Transcribe the entries below verbatim, from the line with "Where can you spot the yellow-green" to the line with "column 91, row 134", both lines included. Give only those lines.

□ □ □ □

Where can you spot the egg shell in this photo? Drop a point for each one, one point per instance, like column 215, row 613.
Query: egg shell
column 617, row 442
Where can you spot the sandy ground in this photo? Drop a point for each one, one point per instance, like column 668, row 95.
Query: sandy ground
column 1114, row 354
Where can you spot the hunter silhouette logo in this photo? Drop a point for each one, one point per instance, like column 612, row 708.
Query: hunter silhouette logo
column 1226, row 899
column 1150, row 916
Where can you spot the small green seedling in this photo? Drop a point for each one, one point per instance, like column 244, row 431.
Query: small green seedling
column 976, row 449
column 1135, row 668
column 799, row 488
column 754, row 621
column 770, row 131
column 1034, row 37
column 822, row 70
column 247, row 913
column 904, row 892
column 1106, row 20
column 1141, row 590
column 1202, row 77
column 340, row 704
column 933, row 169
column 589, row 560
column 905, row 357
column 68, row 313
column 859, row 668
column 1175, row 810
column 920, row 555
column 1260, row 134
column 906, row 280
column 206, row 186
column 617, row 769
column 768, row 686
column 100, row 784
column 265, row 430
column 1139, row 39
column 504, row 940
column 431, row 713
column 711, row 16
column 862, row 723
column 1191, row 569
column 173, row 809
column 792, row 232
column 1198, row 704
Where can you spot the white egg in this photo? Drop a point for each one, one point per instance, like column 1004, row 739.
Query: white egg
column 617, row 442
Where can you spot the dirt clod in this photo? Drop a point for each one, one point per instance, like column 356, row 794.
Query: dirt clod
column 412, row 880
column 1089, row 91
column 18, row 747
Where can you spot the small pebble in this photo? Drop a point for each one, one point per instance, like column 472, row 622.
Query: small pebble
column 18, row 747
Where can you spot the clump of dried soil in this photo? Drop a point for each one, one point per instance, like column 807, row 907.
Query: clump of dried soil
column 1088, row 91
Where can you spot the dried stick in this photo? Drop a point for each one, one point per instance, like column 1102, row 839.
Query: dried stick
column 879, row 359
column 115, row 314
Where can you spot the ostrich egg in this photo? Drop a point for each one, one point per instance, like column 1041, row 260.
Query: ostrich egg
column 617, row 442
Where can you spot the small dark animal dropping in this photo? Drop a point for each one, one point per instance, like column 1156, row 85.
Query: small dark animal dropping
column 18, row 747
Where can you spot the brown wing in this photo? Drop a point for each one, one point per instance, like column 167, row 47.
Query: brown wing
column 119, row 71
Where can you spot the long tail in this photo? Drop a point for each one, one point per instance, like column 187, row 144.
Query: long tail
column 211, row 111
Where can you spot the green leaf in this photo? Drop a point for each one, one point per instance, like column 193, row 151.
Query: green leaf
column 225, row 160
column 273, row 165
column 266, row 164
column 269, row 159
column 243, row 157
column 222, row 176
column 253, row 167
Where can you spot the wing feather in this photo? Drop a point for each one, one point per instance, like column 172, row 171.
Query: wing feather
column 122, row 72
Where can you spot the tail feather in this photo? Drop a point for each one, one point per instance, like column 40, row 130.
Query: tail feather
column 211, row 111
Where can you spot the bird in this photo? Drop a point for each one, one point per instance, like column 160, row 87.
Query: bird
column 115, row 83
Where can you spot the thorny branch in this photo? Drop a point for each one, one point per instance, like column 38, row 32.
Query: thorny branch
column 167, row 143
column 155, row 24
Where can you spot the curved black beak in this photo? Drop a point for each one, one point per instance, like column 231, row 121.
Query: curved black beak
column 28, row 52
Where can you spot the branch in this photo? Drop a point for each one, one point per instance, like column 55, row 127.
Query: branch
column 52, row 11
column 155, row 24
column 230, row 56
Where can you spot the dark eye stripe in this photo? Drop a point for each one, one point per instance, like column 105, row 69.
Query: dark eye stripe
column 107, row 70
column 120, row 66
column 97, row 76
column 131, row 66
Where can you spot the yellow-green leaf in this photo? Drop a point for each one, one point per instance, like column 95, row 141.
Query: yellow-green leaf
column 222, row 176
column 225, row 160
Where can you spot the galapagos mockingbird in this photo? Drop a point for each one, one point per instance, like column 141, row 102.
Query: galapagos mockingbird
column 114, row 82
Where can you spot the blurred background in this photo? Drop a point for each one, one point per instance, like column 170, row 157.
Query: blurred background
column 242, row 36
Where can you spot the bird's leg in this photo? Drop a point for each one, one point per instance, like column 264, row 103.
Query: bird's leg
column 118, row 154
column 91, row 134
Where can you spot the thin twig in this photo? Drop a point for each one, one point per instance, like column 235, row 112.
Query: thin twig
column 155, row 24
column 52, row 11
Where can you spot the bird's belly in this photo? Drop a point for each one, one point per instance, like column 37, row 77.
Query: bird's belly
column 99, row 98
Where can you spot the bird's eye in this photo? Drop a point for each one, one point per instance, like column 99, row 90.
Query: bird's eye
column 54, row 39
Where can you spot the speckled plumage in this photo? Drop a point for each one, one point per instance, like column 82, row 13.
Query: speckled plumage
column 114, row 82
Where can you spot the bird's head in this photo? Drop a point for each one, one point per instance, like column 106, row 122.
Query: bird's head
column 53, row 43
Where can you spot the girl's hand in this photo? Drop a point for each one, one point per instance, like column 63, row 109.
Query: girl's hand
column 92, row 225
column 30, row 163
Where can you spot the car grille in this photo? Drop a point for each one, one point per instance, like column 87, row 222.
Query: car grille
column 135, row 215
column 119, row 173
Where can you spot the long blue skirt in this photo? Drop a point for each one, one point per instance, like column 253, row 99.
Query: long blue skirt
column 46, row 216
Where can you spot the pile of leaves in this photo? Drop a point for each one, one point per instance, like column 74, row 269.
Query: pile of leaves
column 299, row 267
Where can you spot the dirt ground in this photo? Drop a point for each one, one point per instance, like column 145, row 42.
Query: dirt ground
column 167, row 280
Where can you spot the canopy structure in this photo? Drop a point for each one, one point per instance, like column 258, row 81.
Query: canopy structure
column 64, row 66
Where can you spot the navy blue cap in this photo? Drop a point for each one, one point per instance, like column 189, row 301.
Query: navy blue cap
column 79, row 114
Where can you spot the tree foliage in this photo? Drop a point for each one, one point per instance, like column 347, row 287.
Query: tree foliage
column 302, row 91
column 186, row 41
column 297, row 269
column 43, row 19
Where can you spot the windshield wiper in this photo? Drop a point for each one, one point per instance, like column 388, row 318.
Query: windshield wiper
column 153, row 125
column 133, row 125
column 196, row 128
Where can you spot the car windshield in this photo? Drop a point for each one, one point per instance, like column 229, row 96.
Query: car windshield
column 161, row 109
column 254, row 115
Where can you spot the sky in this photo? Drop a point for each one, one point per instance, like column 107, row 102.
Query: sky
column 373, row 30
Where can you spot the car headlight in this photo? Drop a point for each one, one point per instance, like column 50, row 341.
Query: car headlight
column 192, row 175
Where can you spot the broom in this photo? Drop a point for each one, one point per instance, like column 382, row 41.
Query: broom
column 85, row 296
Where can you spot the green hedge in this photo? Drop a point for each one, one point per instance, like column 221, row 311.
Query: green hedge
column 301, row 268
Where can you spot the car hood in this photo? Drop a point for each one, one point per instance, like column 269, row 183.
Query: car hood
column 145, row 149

□ □ □ □

*Response to the task:*
Where can you spot the yellow-green leaf in this photo? Drop a point for each one, one point per instance, like column 95, row 141.
Query: yellow-green leaf
column 222, row 176
column 225, row 160
Where can you spot the galapagos mockingbird in this photo? Drop a point for each one, one point per instance, like column 141, row 102.
Query: galapagos mockingbird
column 114, row 82
Where can you spot the blurred background in this photo? Drop a point for each one, one point per instance, like column 170, row 157.
Query: blurred background
column 242, row 36
Where can you spot the bird's leg in this photo? Drop a point for each one, one point per instance, like column 264, row 103.
Query: bird's leg
column 118, row 154
column 91, row 134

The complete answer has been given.